◆ **Exercise prompt**
Write out nothing except the lines running from the one containing "Note to the class: find the grassy" to the last line of the data, exactly as they stand.

◆ **Referring expression pointing data**
******************************
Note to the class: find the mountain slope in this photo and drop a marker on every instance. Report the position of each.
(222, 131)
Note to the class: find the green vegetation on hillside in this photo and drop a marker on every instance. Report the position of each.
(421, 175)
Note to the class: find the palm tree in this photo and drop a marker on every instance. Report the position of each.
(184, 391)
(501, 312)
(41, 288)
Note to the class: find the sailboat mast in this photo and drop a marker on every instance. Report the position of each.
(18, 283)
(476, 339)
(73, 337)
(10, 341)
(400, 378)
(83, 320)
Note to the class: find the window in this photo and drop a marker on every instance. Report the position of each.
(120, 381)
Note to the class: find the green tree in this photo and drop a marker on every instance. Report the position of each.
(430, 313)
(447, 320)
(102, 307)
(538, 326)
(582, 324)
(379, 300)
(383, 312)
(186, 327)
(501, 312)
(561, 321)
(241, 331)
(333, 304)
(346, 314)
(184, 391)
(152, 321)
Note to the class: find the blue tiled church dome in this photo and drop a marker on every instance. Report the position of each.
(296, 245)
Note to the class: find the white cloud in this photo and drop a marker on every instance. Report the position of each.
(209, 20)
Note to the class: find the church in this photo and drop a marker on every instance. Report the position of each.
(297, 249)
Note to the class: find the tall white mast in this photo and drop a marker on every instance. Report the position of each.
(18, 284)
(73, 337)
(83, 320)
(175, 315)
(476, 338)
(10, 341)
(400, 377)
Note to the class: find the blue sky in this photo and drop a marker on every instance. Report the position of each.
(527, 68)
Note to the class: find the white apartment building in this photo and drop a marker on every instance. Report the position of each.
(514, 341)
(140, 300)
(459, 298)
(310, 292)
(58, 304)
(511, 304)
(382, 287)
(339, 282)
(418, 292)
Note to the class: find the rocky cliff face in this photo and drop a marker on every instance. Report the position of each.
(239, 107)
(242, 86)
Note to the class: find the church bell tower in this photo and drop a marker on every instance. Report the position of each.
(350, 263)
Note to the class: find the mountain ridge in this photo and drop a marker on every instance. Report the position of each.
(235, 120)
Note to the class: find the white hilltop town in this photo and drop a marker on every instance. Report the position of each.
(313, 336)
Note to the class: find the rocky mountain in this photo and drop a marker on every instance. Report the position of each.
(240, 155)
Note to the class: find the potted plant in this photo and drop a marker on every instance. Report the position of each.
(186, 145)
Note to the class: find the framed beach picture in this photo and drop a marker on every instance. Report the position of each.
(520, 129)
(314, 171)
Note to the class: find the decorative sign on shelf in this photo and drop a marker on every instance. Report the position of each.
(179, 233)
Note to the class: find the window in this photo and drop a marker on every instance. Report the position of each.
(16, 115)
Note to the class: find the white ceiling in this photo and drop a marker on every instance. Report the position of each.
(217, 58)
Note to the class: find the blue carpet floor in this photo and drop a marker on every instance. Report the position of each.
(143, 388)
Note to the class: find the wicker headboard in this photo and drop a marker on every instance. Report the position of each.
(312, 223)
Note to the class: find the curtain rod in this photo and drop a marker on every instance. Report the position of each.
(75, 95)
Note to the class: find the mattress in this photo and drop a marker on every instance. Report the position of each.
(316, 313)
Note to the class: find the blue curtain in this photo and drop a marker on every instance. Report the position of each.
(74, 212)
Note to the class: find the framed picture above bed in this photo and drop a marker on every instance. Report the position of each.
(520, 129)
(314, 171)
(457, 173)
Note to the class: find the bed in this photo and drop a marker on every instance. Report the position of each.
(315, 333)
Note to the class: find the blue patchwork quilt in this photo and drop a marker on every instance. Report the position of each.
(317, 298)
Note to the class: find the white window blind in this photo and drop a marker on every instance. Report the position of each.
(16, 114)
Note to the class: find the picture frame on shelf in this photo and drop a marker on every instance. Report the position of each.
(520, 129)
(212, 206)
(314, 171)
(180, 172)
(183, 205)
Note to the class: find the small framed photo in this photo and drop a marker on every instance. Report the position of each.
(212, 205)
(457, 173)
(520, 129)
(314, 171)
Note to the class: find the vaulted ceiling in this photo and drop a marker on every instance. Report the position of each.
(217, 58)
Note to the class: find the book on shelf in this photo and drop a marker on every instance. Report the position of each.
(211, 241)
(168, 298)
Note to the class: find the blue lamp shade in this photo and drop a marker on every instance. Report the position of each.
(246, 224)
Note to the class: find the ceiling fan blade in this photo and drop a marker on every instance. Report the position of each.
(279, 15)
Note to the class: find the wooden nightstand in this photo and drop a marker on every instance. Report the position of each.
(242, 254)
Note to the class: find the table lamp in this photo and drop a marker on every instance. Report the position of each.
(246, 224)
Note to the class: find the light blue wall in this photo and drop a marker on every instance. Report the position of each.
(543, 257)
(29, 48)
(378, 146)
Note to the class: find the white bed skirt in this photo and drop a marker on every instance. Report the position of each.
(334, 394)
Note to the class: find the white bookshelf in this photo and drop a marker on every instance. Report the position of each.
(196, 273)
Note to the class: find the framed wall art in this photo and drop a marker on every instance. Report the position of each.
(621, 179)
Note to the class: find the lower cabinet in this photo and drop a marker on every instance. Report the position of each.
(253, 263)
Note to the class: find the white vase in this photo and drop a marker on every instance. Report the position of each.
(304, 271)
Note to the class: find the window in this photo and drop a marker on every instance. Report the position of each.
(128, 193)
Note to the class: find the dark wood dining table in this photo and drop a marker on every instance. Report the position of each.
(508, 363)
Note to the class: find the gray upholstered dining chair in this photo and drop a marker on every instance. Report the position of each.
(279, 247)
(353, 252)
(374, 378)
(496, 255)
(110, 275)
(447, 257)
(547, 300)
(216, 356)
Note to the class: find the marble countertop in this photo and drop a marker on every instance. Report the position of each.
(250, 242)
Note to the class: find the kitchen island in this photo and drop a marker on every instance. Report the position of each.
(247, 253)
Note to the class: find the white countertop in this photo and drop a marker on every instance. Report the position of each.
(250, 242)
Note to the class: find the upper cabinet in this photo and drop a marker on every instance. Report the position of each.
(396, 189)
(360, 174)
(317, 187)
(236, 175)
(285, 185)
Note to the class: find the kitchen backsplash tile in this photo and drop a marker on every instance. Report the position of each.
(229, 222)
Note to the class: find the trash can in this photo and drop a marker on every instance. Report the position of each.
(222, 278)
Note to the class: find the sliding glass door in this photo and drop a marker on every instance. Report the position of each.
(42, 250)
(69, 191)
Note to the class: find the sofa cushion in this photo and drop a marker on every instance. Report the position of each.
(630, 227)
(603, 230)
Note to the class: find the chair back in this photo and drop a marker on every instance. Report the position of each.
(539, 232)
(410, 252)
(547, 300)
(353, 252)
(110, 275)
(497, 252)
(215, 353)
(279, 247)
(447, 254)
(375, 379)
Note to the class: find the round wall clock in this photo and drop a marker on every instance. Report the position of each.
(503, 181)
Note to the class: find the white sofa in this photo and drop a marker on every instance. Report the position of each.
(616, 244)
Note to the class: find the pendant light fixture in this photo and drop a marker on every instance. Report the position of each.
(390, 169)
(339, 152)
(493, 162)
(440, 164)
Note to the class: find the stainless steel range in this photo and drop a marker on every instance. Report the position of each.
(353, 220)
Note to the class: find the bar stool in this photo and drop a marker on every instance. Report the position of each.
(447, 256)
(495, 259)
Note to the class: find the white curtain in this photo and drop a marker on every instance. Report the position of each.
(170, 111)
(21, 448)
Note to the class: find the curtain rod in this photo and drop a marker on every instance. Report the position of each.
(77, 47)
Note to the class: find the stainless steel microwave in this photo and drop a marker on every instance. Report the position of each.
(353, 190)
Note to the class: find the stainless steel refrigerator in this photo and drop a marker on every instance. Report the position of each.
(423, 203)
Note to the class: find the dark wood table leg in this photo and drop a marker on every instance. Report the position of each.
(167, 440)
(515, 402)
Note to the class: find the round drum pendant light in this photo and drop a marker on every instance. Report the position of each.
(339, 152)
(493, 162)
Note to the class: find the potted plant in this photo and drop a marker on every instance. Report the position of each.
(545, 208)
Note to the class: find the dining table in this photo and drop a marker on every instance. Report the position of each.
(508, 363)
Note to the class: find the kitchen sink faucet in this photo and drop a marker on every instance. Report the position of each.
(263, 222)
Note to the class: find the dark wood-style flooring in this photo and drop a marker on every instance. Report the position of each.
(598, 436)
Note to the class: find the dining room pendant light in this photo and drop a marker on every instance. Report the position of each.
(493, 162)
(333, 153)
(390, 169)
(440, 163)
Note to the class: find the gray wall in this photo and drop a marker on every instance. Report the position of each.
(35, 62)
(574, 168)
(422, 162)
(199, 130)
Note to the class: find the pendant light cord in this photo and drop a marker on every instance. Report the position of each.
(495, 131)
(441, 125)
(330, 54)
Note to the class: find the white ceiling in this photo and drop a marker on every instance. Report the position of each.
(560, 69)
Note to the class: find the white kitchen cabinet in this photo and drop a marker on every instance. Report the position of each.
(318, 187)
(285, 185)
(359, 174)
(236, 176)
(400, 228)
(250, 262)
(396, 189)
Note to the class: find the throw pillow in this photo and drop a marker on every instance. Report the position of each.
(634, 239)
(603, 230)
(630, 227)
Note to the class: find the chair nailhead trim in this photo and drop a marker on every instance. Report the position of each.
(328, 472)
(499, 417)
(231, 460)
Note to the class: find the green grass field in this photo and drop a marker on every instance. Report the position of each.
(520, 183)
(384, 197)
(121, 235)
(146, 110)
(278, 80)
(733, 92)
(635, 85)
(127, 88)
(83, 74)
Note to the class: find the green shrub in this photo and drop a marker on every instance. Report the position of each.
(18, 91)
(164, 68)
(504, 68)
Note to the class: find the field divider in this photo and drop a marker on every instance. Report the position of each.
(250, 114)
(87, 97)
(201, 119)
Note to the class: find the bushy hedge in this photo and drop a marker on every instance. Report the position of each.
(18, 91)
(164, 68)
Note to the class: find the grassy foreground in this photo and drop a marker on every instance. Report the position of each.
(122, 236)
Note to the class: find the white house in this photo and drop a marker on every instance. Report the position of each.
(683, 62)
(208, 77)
******************************
◆ **Exercise response**
Note to the class: find the grassy foreground in this photo and drop a marker on every instance. Report the position of each.
(122, 236)
Note to the class: find the white house in this photo and drop a marker on every instance. Report the position of each.
(683, 62)
(208, 77)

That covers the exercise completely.